* _Given request_
Copy the following lines word for word, with no changes.

(Entries from a set of point annotations)
-=-=-=-=-

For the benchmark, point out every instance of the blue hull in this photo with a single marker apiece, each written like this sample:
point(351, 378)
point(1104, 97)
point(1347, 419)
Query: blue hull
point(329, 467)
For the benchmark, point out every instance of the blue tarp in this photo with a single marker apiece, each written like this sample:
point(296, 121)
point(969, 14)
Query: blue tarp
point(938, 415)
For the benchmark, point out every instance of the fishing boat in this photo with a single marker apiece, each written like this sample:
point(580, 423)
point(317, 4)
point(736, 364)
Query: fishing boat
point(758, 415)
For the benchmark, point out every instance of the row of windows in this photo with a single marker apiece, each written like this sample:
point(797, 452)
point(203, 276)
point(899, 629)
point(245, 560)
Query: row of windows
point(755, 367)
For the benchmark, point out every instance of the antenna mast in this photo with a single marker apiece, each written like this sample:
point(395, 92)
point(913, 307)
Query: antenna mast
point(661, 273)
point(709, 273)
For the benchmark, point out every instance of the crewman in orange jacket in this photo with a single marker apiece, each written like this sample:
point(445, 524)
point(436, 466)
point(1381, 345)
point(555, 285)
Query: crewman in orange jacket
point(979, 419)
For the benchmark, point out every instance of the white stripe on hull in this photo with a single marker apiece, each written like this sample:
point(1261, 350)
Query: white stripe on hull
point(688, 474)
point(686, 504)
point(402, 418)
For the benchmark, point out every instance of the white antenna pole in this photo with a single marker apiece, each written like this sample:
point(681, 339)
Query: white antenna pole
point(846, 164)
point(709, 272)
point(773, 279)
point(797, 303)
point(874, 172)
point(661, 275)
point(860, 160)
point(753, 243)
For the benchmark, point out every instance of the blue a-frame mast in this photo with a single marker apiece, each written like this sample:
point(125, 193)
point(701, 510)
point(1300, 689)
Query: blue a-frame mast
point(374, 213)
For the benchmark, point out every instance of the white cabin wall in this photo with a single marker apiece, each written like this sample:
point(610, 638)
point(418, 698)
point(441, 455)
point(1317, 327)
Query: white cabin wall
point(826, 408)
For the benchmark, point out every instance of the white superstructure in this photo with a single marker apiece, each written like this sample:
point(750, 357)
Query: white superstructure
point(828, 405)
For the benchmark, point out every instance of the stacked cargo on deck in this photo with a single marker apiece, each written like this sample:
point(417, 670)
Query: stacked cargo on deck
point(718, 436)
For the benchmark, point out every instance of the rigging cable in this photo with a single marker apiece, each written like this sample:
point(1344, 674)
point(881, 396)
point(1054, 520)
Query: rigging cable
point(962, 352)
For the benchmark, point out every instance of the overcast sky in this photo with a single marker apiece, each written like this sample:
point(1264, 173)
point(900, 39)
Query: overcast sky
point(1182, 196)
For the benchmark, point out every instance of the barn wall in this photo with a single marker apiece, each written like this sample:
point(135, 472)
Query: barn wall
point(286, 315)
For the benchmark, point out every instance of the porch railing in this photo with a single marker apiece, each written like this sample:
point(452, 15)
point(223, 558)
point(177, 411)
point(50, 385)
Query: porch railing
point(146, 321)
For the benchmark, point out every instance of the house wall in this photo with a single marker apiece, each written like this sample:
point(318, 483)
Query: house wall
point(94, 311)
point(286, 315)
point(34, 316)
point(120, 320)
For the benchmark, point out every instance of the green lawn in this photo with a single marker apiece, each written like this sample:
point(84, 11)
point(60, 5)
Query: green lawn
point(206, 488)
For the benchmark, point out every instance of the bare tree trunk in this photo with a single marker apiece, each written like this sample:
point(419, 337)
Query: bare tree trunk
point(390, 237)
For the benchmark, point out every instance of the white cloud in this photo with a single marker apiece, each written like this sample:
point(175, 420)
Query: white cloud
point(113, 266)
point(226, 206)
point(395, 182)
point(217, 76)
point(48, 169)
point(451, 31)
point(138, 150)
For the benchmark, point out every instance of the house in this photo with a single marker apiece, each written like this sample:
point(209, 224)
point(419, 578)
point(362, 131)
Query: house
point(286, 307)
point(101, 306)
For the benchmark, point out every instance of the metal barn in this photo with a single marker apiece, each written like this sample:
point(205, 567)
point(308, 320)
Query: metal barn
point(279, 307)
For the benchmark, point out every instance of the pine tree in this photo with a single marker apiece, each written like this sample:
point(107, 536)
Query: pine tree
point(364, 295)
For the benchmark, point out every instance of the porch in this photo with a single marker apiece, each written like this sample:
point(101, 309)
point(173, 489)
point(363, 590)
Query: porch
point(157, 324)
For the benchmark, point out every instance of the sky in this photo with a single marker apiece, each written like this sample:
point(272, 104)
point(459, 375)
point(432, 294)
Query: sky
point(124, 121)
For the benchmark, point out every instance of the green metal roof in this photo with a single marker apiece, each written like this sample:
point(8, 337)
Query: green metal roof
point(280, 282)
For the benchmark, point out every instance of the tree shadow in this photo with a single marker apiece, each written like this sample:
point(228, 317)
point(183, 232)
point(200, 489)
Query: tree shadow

-=-=-=-=-

* _Answer for this exercise_
For the benchmark, point out every instance of the blue hull in this photo with a single marker apiece, each written like this sample:
point(351, 378)
point(1104, 97)
point(1347, 419)
Query: blue hull
point(329, 467)
For the benchmark, point out every instance of the blue tarp in this photo with a single marker apiece, each written like this sample:
point(296, 121)
point(969, 14)
Query: blue tarp
point(938, 415)
For the benchmark, point out every instance of the fishing boat in this photo with a single marker apiece, each written like this sample:
point(580, 423)
point(317, 4)
point(736, 364)
Query: fishing boat
point(758, 415)
For the benchmark, point out every instance of the row of windows in this photo with a single marker apiece, each written like this sample:
point(797, 452)
point(203, 276)
point(899, 629)
point(245, 560)
Query: row of windows
point(755, 367)
For the benchmark, point out every instance of the antenna mast in this photo with a single marker apiece, each written like this sample:
point(395, 92)
point(913, 307)
Query: antenna mast
point(661, 273)
point(709, 273)
For the benchmark, point out every instance of the crewman in orange jacket in this photo with a single marker apiece, each written like this sample:
point(445, 524)
point(436, 466)
point(1381, 345)
point(555, 285)
Query: crewman in orange jacket
point(979, 419)
For the benchmark, point out every instance of the white stripe on hull in this photo with a single marker apiece, each written like this sample:
point(1261, 350)
Query: white stripe on hull
point(688, 474)
point(686, 504)
point(402, 418)
For the benchmark, point out every instance of the white antenna pole in this photo with a single marker apiece, each written like this sample:
point(681, 339)
Query: white antenna pole
point(846, 164)
point(709, 272)
point(773, 279)
point(797, 303)
point(874, 172)
point(661, 275)
point(860, 160)
point(753, 243)
For the benchmark, point out every instance of the blue a-frame mast in this photo with a single marker apiece, each written like this sample:
point(125, 193)
point(701, 510)
point(1300, 689)
Query: blue a-frame mast
point(374, 213)
For the benchmark, point out every instance of the white cabin wall in this photo with a single marker apiece, each written like this sample:
point(610, 638)
point(418, 698)
point(441, 455)
point(1317, 327)
Query: white cabin wall
point(826, 408)
For the benchmark, point out every instance of the white superstructure in this photo with a single marker apiece, each written like this sample:
point(750, 357)
Query: white superstructure
point(828, 405)
For the benchmark, point out every instance of the stacked cargo on deck in this photo with a single marker apiece, each written like this sample:
point(417, 670)
Query: stacked cargo on deck
point(718, 436)
For the benchmark, point out every instance of the rigging cable in this photo with a single marker apiece, each written like this sample:
point(1344, 674)
point(881, 396)
point(1054, 520)
Query: rigging cable
point(962, 352)
For the benchmark, point out every instance of the overcast sky in this photo with a single marker apiece, each written like this sample:
point(1264, 173)
point(900, 39)
Query: overcast sky
point(1182, 196)
For the benchmark, point out every instance of the barn wall in this photo with a single marker apiece, each written like this sample:
point(135, 472)
Query: barn wall
point(286, 315)
For the benchmark, point out every instance of the porch railing in this photo with a single marker apiece, each written like this sample:
point(452, 15)
point(223, 558)
point(177, 411)
point(50, 385)
Query: porch railing
point(146, 321)
For the benchmark, point out every instance of the house wall in this photo with a single marker apiece, each written like this sample:
point(318, 483)
Query: house wall
point(94, 311)
point(286, 315)
point(34, 316)
point(120, 320)
For the benchmark, point out every instance of the green lawn in this photo with a single marker apiece, each written like this sample:
point(84, 11)
point(60, 5)
Query: green lawn
point(206, 488)
For the benchmark, point out every instance of the bare tree trunk in this photo with a single marker apiece, each written like this sample:
point(419, 337)
Query: bare tree trunk
point(390, 237)
For the benchmark, point out every instance of the white cloud in this photo with a single marker apiece, each written like this sample:
point(175, 420)
Query: white cloud
point(113, 266)
point(226, 206)
point(395, 182)
point(217, 76)
point(48, 169)
point(451, 31)
point(138, 150)
For the benchmark, point out every instance of the house in this photo with a single marker apiece, each written like this sample:
point(209, 224)
point(419, 578)
point(362, 131)
Query: house
point(286, 307)
point(101, 306)
For the benchmark, point out every instance of the metal barn in this photo with a single marker apiece, each written like this sample:
point(205, 567)
point(308, 320)
Query: metal barn
point(279, 307)
For the benchmark, point out every instance of the pine tree in this photo with a single marker apiece, each written like this sample:
point(107, 536)
Query: pine tree
point(364, 295)
For the benchmark, point out every instance of the porch in this photo with a single marker apiece, each written like this sample:
point(101, 309)
point(173, 489)
point(363, 590)
Query: porch
point(157, 324)
For the benchmark, point out every instance of the sky in this photo with a single marker apiece, each written like this sample:
point(272, 104)
point(459, 375)
point(432, 294)
Query: sky
point(124, 121)
For the benchmark, point out every instance of the green metal roof in this photo with a single marker apiece, each written like this sample:
point(8, 337)
Query: green metal roof
point(280, 282)
For the benchmark, point out every instance of the tree shadow in this photo with a single marker apiece, each written like this sample:
point(228, 317)
point(183, 232)
point(200, 489)
Query: tree shadow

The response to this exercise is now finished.